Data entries
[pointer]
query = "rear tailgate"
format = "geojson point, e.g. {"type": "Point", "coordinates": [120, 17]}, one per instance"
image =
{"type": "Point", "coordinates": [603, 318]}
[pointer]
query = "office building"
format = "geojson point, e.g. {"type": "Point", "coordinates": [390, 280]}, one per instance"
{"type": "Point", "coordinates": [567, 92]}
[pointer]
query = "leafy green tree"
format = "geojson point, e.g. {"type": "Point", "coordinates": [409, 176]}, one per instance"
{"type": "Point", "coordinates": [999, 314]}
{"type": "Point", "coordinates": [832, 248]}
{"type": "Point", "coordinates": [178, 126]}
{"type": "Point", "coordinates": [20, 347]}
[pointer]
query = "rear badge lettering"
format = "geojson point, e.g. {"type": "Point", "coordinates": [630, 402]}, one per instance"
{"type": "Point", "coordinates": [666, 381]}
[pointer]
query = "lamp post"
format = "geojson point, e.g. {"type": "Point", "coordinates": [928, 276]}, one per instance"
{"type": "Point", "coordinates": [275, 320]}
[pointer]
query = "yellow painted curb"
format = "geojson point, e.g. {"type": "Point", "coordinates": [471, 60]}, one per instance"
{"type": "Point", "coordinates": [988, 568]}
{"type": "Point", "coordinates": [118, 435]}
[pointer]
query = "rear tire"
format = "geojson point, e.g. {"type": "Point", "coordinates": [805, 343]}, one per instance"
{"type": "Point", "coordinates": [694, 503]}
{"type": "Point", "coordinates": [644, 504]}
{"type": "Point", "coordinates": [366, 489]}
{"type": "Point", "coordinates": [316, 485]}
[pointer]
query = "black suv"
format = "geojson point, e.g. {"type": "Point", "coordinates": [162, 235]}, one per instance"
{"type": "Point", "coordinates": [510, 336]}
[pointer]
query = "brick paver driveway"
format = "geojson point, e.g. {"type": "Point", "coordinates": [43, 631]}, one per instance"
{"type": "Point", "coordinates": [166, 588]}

> [Work instructions]
Type out the entries exactly as they appear above.

> [Output of the task]
[pointer]
query = "rear tailgate"
format = "geojson point, e.g. {"type": "Point", "coordinates": [120, 17]}, one per instance"
image =
{"type": "Point", "coordinates": [603, 318]}
[pointer]
query = "office building"
format = "geojson point, e.g. {"type": "Point", "coordinates": [390, 280]}, one per instance"
{"type": "Point", "coordinates": [567, 92]}
[pointer]
query = "leafy green tree"
format = "geojson point, e.g. {"type": "Point", "coordinates": [409, 176]}, one per instance"
{"type": "Point", "coordinates": [999, 314]}
{"type": "Point", "coordinates": [832, 248]}
{"type": "Point", "coordinates": [178, 126]}
{"type": "Point", "coordinates": [20, 347]}
[pointer]
query = "rear badge lettering"
format = "geojson point, e.g. {"type": "Point", "coordinates": [630, 402]}, one per instance"
{"type": "Point", "coordinates": [666, 381]}
[pointer]
query = "lamp post"
format = "geojson point, e.g. {"type": "Point", "coordinates": [928, 276]}, one per instance"
{"type": "Point", "coordinates": [275, 320]}
[pointer]
query = "yellow painted curb"
format = "geojson point, e.g. {"type": "Point", "coordinates": [471, 60]}, one per instance"
{"type": "Point", "coordinates": [988, 568]}
{"type": "Point", "coordinates": [118, 435]}
[pointer]
query = "rear tire"
format = "geojson point, e.g. {"type": "Point", "coordinates": [805, 343]}, one per instance"
{"type": "Point", "coordinates": [694, 503]}
{"type": "Point", "coordinates": [644, 504]}
{"type": "Point", "coordinates": [366, 489]}
{"type": "Point", "coordinates": [316, 485]}
[pointer]
query = "black suv"
format = "geojson point, e.g. {"type": "Point", "coordinates": [162, 235]}, one per instance"
{"type": "Point", "coordinates": [510, 336]}
[pointer]
query = "brick paver driveway"
format = "geojson point, e.g. {"type": "Point", "coordinates": [43, 631]}, one per instance"
{"type": "Point", "coordinates": [166, 588]}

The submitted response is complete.